▶ [CHALLENGES]
A – List every person in the mailing-list thread whose first and last name both appear.
B – Locate and copy every line of the records that contains the string "black". Case counts.

This is a very good point and actually out_of_memory() will mark the
dying process as oom victim and put it in the oom reaper's list which
should help further in such situation.

> 
> As it stands, it seems we have dying tasks getting trapped in an
> endless fault->reclaim cycle; with no access to the OOM killer and no
> access to reserves. Presumably this is what's going on here?
> 
> I think we want something like this:

The following patch looks good to me. Let's test this out (hopefully Rik
will be able to find a live impacted machine) and move forward with this
fix.

> 
> diff --git a/mm/memcontrol.c b/mm/memcontrol.c
> index 53db98d2c4a1..be6b6e72bde5 100644
> --- a/mm/memcontrol.c
> +++ b/mm/memcontrol.c
> @@ -1596,11 +1596,7 @@ static bool mem_cgroup_out_of_memory(struct mem_cgroup *memcg, gfp_t gfp_mask,
>  	if (mem_cgroup_margin(memcg) >= (1 << order))
>  		goto unlock;
>  
> -	/*
> -	 * A few threads which were not waiting at mutex_lock_killable() can
> -	 * fail to bail out. Therefore, check again after holding oom_lock.
> -	 */
> -	ret = task_is_dying() || out_of_memory(&oc);
> +	ret = out_of_memory(&oc);
>  
>  unlock:
>  	mutex_unlock(&oom_lock);
> @@ -2198,6 +2194,9 @@ int try_charge_memcg(struct mem_cgroup *memcg, gfp_t gfp_mask,
>  	if (unlikely(current->flags & PF_MEMALLOC))
>  		goto force;
>  
> +	if (unlikely(tsk_is_oom_victim(current)))
> +		goto force;
> +
>  	if (unlikely(task_in_memcg_oom(current)))
>  		goto nomem;
>

Yosry Ahmed Dec. 12, 2024, 9:41 p.m. UTC | #10

On Thu, Dec 12, 2024 at 1:35 PM Shakeel Butt <shakeel.butt@linux.dev> wrote:
>
> On Thu, Dec 12, 2024 at 01:30:12PM -0500, Johannes Weiner wrote:
> > On Thu, Dec 12, 2024 at 09:06:25AM -0800, Yosry Ahmed wrote:
> > > On Thu, Dec 12, 2024 at 8:58 AM Rik van Riel <riel@surriel.com> wrote:
> > > >
> > > > A task already in exit can get stuck trying to allocate pages, if its
> > > > cgroup is at the memory.max limit, the cgroup is using zswap, but
> > > > zswap writeback is enabled, and the remaining memory in the cgroup is
> > > > not compressible.

Photo object pointing records
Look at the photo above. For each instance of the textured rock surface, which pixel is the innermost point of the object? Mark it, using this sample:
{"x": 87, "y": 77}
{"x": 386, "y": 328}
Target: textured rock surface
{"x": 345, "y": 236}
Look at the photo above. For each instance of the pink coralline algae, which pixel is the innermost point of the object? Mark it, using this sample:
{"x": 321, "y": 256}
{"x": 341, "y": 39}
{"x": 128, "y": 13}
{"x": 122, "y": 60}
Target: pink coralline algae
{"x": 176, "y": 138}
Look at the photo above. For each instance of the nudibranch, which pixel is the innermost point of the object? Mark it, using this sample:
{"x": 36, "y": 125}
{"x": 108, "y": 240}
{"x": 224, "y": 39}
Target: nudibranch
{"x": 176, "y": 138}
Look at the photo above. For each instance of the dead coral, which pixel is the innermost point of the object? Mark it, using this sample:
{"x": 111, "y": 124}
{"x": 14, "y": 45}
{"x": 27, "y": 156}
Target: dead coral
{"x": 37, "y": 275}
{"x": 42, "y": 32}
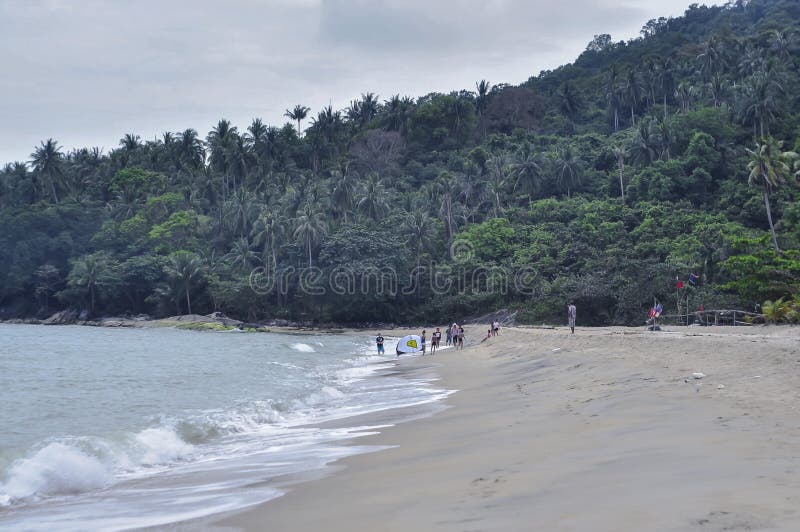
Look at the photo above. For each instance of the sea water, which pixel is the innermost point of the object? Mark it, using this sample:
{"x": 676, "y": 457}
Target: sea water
{"x": 113, "y": 429}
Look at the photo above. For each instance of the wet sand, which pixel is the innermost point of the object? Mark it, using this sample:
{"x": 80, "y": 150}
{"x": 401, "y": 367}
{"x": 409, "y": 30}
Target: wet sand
{"x": 594, "y": 431}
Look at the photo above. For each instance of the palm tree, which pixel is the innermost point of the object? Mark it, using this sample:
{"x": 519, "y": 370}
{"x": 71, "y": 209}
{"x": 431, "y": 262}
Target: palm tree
{"x": 418, "y": 227}
{"x": 240, "y": 211}
{"x": 47, "y": 161}
{"x": 266, "y": 231}
{"x": 784, "y": 44}
{"x": 666, "y": 75}
{"x": 633, "y": 92}
{"x": 90, "y": 273}
{"x": 664, "y": 136}
{"x": 569, "y": 168}
{"x": 186, "y": 270}
{"x": 526, "y": 168}
{"x": 711, "y": 57}
{"x": 769, "y": 167}
{"x": 612, "y": 90}
{"x": 684, "y": 92}
{"x": 130, "y": 142}
{"x": 372, "y": 200}
{"x": 241, "y": 255}
{"x": 397, "y": 111}
{"x": 569, "y": 102}
{"x": 190, "y": 150}
{"x": 644, "y": 144}
{"x": 759, "y": 101}
{"x": 298, "y": 113}
{"x": 717, "y": 88}
{"x": 310, "y": 227}
{"x": 482, "y": 101}
{"x": 343, "y": 192}
{"x": 620, "y": 154}
{"x": 220, "y": 141}
{"x": 499, "y": 173}
{"x": 442, "y": 191}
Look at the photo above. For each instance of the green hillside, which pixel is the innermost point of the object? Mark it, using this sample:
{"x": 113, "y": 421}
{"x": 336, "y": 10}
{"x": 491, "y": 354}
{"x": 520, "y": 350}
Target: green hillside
{"x": 604, "y": 181}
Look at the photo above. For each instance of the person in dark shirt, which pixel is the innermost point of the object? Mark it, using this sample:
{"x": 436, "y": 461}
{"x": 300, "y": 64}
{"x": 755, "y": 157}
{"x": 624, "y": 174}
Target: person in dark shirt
{"x": 379, "y": 341}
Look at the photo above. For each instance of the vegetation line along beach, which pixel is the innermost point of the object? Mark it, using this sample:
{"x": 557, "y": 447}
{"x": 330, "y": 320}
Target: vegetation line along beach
{"x": 666, "y": 161}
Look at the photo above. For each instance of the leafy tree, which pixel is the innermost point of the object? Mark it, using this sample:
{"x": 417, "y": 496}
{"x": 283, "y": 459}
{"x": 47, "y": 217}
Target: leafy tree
{"x": 309, "y": 228}
{"x": 768, "y": 167}
{"x": 185, "y": 269}
{"x": 92, "y": 274}
{"x": 298, "y": 113}
{"x": 47, "y": 161}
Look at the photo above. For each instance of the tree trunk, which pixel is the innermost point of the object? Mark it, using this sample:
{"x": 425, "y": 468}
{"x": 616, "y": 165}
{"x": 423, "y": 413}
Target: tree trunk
{"x": 53, "y": 188}
{"x": 769, "y": 218}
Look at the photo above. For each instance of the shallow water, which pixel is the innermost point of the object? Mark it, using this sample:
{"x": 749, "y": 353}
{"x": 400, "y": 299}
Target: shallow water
{"x": 119, "y": 428}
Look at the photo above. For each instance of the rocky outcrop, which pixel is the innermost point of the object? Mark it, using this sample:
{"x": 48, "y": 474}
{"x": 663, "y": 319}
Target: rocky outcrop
{"x": 64, "y": 317}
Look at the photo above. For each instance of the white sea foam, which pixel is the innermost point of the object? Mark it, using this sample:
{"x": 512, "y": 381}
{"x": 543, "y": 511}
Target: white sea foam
{"x": 56, "y": 469}
{"x": 303, "y": 348}
{"x": 161, "y": 445}
{"x": 252, "y": 424}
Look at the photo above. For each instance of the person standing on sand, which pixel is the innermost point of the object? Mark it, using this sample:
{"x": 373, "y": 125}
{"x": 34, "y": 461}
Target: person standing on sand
{"x": 379, "y": 341}
{"x": 436, "y": 337}
{"x": 571, "y": 313}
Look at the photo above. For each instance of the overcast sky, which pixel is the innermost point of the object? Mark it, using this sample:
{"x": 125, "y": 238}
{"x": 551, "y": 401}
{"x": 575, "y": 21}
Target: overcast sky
{"x": 85, "y": 72}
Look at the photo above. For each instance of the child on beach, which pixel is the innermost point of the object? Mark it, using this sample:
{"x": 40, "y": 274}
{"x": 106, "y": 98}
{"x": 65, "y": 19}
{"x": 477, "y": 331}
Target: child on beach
{"x": 379, "y": 341}
{"x": 436, "y": 337}
{"x": 571, "y": 312}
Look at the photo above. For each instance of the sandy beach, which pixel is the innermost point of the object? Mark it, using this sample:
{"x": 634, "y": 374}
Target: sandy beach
{"x": 597, "y": 431}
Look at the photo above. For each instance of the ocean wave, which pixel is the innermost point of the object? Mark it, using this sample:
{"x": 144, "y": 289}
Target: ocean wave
{"x": 303, "y": 348}
{"x": 56, "y": 469}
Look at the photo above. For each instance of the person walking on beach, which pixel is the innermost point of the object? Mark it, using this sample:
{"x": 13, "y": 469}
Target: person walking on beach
{"x": 571, "y": 312}
{"x": 436, "y": 337}
{"x": 379, "y": 341}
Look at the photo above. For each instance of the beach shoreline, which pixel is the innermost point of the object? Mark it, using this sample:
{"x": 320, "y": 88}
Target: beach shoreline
{"x": 605, "y": 429}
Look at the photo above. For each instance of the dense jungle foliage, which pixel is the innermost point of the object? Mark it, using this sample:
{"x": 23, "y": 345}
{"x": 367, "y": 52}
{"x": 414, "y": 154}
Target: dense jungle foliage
{"x": 604, "y": 181}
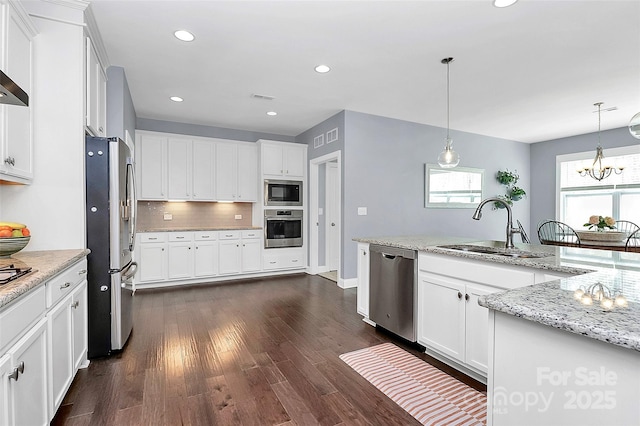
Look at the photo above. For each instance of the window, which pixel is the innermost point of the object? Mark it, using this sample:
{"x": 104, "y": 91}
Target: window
{"x": 460, "y": 187}
{"x": 617, "y": 196}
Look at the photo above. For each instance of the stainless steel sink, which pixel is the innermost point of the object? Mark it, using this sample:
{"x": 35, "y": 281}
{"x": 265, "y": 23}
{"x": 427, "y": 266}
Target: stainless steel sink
{"x": 495, "y": 251}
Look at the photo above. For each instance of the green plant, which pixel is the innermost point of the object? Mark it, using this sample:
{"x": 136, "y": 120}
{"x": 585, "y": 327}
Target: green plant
{"x": 512, "y": 192}
{"x": 505, "y": 177}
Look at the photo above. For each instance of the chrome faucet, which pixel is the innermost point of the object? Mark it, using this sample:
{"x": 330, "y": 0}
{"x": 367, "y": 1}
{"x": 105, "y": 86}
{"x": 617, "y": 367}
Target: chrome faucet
{"x": 510, "y": 229}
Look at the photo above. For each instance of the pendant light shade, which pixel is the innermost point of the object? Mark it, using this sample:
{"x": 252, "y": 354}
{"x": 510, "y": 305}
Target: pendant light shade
{"x": 448, "y": 158}
{"x": 598, "y": 170}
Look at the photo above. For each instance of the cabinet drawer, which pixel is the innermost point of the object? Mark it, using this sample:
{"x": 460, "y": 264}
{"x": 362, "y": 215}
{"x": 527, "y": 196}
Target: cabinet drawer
{"x": 205, "y": 235}
{"x": 19, "y": 315}
{"x": 229, "y": 235}
{"x": 62, "y": 284}
{"x": 253, "y": 233}
{"x": 153, "y": 237}
{"x": 180, "y": 236}
{"x": 282, "y": 261}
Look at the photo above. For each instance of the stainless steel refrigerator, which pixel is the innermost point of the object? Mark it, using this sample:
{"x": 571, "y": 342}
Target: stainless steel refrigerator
{"x": 111, "y": 228}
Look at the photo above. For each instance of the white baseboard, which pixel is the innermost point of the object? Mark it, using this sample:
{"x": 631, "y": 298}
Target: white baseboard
{"x": 347, "y": 283}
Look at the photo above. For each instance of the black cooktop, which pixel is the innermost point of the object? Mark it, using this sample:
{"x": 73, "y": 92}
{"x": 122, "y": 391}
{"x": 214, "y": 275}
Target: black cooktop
{"x": 10, "y": 273}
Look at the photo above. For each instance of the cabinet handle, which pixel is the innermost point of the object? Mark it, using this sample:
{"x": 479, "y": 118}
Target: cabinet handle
{"x": 14, "y": 375}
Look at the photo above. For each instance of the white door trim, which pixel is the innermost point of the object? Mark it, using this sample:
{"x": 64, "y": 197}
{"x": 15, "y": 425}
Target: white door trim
{"x": 314, "y": 238}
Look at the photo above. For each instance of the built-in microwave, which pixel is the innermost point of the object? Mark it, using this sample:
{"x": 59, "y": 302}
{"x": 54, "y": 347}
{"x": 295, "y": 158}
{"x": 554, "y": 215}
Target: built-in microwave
{"x": 282, "y": 193}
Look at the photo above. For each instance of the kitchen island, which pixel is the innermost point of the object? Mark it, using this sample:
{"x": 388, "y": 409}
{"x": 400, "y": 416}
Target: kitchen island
{"x": 549, "y": 358}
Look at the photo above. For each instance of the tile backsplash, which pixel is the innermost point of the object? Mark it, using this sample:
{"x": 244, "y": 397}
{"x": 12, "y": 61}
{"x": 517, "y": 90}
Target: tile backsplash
{"x": 192, "y": 214}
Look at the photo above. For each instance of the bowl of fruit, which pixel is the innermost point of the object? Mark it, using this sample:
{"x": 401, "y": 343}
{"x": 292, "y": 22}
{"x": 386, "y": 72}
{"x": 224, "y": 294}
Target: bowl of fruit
{"x": 13, "y": 238}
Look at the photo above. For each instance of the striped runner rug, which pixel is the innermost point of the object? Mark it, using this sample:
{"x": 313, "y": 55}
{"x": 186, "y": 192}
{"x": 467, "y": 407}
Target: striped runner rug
{"x": 429, "y": 395}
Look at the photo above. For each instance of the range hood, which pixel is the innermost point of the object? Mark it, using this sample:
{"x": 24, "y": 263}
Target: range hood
{"x": 11, "y": 93}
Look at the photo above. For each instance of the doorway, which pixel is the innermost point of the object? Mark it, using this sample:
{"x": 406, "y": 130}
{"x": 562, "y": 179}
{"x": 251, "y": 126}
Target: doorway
{"x": 325, "y": 216}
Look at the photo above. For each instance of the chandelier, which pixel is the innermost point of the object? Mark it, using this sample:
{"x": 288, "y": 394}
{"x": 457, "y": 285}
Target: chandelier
{"x": 448, "y": 158}
{"x": 599, "y": 171}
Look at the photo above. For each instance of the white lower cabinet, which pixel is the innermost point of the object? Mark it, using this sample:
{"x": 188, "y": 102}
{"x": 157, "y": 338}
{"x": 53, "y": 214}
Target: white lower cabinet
{"x": 152, "y": 256}
{"x": 26, "y": 380}
{"x": 189, "y": 257}
{"x": 283, "y": 258}
{"x": 240, "y": 252}
{"x": 363, "y": 280}
{"x": 43, "y": 342}
{"x": 180, "y": 255}
{"x": 206, "y": 254}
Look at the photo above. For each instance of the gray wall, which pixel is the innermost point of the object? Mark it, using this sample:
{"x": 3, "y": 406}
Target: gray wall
{"x": 383, "y": 170}
{"x": 543, "y": 161}
{"x": 207, "y": 131}
{"x": 121, "y": 114}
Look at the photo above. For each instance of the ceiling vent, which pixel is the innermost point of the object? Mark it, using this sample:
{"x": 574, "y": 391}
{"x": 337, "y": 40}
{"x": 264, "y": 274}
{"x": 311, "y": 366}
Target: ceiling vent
{"x": 263, "y": 97}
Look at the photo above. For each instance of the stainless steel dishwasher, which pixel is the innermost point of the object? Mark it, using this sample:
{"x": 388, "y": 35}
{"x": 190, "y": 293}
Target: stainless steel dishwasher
{"x": 392, "y": 289}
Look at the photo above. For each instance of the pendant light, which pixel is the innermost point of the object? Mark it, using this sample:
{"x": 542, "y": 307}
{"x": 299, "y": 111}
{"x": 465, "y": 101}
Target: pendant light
{"x": 598, "y": 171}
{"x": 448, "y": 158}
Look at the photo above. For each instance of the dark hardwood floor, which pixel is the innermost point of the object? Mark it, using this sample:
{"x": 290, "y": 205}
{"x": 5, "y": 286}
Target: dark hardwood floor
{"x": 251, "y": 352}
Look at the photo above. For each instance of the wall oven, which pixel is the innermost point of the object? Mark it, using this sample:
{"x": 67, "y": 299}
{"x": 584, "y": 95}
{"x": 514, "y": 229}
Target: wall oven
{"x": 282, "y": 193}
{"x": 282, "y": 228}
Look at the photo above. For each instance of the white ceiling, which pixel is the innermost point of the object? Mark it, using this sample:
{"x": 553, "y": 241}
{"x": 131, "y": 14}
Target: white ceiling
{"x": 530, "y": 72}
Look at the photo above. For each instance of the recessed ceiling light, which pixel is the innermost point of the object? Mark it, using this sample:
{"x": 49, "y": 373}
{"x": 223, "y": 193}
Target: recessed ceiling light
{"x": 322, "y": 69}
{"x": 184, "y": 35}
{"x": 503, "y": 3}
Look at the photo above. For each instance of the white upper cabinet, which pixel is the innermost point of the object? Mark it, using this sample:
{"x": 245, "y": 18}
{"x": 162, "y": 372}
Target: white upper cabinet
{"x": 237, "y": 172}
{"x": 179, "y": 168}
{"x": 16, "y": 143}
{"x": 151, "y": 155}
{"x": 283, "y": 159}
{"x": 96, "y": 92}
{"x": 203, "y": 171}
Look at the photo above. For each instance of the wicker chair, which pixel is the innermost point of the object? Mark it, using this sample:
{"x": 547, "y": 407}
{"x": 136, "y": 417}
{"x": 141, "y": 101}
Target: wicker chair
{"x": 553, "y": 232}
{"x": 626, "y": 226}
{"x": 633, "y": 242}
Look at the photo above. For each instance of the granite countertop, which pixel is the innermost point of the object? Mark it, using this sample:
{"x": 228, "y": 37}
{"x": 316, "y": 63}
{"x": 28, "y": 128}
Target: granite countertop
{"x": 199, "y": 228}
{"x": 552, "y": 303}
{"x": 44, "y": 264}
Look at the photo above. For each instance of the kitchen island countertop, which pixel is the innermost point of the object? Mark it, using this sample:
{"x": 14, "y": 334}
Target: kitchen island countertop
{"x": 552, "y": 303}
{"x": 45, "y": 264}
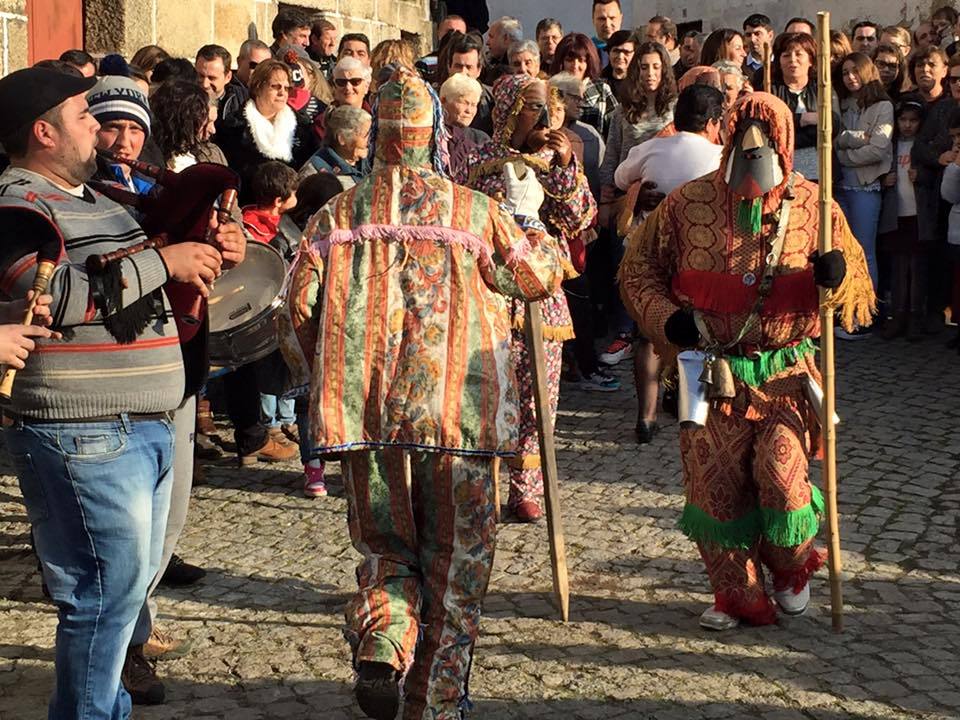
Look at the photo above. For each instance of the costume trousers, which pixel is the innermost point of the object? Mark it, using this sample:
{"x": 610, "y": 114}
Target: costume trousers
{"x": 526, "y": 476}
{"x": 750, "y": 504}
{"x": 427, "y": 553}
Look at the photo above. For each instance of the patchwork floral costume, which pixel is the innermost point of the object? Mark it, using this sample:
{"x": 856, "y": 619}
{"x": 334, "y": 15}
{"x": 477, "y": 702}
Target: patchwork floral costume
{"x": 749, "y": 499}
{"x": 568, "y": 210}
{"x": 397, "y": 317}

▶ [ANSWERS TO THE TASKS]
A –
Yosry Ahmed
Shakeel Butt
Johannes Weiner
Rik van Riel

B –
Look at the photo above. For each instance of the black cooktop, which pixel is the innermost point of the object? Mark it, using this sample:
Target: black cooktop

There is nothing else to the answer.